TASK STATEMENT:
Return each line of the records that contains the string "young". Case matters.
======
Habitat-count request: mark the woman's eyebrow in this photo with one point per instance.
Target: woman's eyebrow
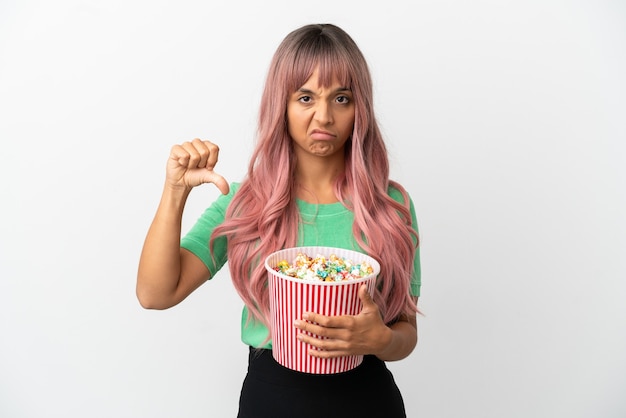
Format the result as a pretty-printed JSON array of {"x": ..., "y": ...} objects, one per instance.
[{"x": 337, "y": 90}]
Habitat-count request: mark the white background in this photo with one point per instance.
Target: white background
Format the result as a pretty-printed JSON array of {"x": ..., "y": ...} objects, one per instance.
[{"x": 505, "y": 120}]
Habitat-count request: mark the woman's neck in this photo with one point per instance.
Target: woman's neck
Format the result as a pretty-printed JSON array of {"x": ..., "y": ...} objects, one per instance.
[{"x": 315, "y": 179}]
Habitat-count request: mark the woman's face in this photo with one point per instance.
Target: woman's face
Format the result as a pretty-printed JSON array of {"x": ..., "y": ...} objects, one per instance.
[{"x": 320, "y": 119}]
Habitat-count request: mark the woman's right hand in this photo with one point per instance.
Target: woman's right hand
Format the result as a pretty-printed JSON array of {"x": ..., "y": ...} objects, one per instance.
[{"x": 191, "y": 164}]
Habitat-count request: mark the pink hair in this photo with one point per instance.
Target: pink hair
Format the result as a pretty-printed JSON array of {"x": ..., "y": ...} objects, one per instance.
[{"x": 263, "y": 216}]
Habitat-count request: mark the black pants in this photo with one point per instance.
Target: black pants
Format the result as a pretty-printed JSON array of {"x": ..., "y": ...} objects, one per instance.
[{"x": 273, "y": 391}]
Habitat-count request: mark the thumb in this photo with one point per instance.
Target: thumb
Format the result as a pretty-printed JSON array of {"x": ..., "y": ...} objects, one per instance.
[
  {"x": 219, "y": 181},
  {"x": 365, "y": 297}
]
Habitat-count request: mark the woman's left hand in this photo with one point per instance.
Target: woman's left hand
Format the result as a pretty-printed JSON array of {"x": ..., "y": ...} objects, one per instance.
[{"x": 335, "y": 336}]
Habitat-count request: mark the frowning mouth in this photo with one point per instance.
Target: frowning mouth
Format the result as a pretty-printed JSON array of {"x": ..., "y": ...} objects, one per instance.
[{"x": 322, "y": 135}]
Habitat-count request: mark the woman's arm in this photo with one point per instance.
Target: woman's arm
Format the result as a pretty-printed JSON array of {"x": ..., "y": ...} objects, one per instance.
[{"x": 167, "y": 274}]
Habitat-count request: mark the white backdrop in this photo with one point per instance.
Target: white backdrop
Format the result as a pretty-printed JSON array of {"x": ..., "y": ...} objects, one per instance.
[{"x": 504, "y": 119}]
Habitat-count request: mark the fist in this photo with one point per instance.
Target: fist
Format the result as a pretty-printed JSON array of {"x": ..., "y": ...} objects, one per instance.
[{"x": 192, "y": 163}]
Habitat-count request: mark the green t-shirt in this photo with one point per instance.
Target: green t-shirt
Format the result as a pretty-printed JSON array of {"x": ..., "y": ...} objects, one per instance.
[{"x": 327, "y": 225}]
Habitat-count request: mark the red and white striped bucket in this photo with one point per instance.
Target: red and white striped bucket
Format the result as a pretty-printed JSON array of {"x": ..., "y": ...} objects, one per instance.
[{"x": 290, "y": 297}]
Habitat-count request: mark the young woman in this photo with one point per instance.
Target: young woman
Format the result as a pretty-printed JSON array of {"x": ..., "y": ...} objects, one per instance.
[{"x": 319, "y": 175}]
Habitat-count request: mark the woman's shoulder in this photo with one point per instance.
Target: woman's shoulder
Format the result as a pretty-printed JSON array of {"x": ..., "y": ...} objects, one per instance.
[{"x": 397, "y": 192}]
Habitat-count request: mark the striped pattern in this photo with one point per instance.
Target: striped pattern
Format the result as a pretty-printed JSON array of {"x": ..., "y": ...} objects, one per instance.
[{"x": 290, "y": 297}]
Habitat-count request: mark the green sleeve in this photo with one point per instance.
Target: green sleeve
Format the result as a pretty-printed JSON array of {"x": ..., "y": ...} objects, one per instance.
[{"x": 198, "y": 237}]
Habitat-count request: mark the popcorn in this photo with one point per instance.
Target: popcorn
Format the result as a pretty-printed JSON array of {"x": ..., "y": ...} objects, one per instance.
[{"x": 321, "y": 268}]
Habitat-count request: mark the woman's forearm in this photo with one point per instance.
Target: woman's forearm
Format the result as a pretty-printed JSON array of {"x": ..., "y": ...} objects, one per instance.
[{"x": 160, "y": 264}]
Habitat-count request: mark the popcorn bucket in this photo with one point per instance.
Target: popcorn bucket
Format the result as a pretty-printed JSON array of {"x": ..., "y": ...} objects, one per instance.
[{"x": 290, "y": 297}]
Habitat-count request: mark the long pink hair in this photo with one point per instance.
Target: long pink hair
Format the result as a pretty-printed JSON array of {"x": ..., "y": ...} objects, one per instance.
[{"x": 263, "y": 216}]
======
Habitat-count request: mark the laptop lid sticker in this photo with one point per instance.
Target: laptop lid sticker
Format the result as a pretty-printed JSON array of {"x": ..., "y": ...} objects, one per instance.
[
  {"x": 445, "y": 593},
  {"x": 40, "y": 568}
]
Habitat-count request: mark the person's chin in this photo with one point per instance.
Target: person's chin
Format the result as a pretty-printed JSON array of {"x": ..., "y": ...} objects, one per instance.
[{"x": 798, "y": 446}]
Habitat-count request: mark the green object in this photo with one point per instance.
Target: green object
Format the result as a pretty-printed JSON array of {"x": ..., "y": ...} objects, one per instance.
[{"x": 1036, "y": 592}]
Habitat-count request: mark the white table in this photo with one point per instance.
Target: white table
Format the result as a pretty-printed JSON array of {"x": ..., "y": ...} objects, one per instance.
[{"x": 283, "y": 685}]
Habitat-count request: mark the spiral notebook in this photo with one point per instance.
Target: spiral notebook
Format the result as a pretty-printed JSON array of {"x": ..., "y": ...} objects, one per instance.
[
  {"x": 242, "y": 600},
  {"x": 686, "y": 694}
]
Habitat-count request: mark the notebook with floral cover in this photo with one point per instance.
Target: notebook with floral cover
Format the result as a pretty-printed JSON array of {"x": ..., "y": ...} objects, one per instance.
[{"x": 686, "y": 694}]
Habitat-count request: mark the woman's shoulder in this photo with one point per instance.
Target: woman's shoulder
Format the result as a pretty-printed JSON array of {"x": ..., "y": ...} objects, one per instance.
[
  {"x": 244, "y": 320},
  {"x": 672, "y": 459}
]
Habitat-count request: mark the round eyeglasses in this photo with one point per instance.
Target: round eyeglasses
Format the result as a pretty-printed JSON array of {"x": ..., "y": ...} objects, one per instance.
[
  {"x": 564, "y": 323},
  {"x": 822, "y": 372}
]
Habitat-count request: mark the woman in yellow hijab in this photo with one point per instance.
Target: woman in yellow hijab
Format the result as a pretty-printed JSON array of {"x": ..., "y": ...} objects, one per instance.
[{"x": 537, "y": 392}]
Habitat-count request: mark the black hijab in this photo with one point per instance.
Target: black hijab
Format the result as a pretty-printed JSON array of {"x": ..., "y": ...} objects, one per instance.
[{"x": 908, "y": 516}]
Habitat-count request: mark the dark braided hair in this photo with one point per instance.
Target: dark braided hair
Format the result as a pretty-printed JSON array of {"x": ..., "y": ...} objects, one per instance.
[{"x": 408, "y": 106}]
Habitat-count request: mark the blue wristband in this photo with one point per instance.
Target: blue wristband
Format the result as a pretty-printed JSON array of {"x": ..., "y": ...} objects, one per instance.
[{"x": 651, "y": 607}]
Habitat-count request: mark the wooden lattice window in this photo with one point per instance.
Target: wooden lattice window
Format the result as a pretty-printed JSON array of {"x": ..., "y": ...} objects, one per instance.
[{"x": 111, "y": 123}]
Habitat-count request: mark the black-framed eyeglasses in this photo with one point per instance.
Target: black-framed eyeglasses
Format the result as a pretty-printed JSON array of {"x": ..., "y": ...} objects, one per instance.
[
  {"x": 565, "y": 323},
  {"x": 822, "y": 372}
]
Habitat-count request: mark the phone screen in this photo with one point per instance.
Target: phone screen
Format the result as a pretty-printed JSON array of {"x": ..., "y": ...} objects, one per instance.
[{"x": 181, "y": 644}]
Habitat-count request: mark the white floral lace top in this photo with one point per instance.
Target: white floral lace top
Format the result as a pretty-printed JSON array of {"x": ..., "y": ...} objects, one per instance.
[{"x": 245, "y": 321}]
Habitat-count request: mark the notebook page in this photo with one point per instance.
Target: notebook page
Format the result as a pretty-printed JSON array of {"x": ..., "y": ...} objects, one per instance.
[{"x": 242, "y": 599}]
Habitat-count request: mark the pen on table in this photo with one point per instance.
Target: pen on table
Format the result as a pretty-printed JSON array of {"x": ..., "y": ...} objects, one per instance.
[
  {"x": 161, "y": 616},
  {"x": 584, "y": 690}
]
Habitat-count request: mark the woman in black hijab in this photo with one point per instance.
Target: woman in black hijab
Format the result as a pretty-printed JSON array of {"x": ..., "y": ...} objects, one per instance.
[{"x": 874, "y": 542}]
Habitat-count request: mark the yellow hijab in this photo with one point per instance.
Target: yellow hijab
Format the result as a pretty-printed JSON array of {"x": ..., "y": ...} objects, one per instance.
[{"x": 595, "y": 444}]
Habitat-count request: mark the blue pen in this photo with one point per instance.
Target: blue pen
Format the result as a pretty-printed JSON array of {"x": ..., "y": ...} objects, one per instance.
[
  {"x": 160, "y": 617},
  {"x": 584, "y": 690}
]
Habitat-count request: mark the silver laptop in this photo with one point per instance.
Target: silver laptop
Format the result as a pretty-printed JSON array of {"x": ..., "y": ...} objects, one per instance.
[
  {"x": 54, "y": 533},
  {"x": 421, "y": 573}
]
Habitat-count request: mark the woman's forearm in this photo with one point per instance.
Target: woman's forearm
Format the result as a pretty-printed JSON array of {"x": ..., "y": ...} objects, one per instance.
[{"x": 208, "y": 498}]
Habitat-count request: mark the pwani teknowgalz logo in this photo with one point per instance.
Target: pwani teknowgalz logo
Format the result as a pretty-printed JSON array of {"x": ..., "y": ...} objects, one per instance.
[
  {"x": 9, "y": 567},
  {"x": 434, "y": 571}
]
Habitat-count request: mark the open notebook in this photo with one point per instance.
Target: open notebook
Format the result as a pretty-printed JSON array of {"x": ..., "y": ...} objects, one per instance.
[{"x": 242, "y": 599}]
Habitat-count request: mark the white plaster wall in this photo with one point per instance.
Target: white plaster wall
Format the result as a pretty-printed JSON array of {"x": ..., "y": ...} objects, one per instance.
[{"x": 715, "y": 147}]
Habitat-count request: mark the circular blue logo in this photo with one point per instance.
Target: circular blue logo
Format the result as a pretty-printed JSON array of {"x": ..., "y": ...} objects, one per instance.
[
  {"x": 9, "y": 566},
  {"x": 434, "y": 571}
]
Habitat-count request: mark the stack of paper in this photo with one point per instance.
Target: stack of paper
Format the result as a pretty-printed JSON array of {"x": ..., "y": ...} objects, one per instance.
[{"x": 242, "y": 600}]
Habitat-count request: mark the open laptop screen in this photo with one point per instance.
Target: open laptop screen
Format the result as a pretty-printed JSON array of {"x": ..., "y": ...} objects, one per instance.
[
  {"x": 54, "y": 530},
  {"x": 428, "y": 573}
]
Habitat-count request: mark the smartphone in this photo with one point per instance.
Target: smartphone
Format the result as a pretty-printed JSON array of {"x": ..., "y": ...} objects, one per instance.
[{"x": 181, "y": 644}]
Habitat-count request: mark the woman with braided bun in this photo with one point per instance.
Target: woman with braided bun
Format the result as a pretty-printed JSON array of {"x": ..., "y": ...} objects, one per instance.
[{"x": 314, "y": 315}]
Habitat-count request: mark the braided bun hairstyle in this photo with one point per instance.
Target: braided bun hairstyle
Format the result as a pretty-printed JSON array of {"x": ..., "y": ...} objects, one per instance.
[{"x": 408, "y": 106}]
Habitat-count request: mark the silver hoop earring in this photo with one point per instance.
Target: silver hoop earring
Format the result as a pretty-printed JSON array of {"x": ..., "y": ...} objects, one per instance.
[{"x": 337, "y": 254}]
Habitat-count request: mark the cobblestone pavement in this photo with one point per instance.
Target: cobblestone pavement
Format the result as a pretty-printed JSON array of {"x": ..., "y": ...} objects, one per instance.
======
RESULT FOR THIS EXERCISE:
Habitat-count request: mark the young woman in this photo with one point per instance.
Target: young woman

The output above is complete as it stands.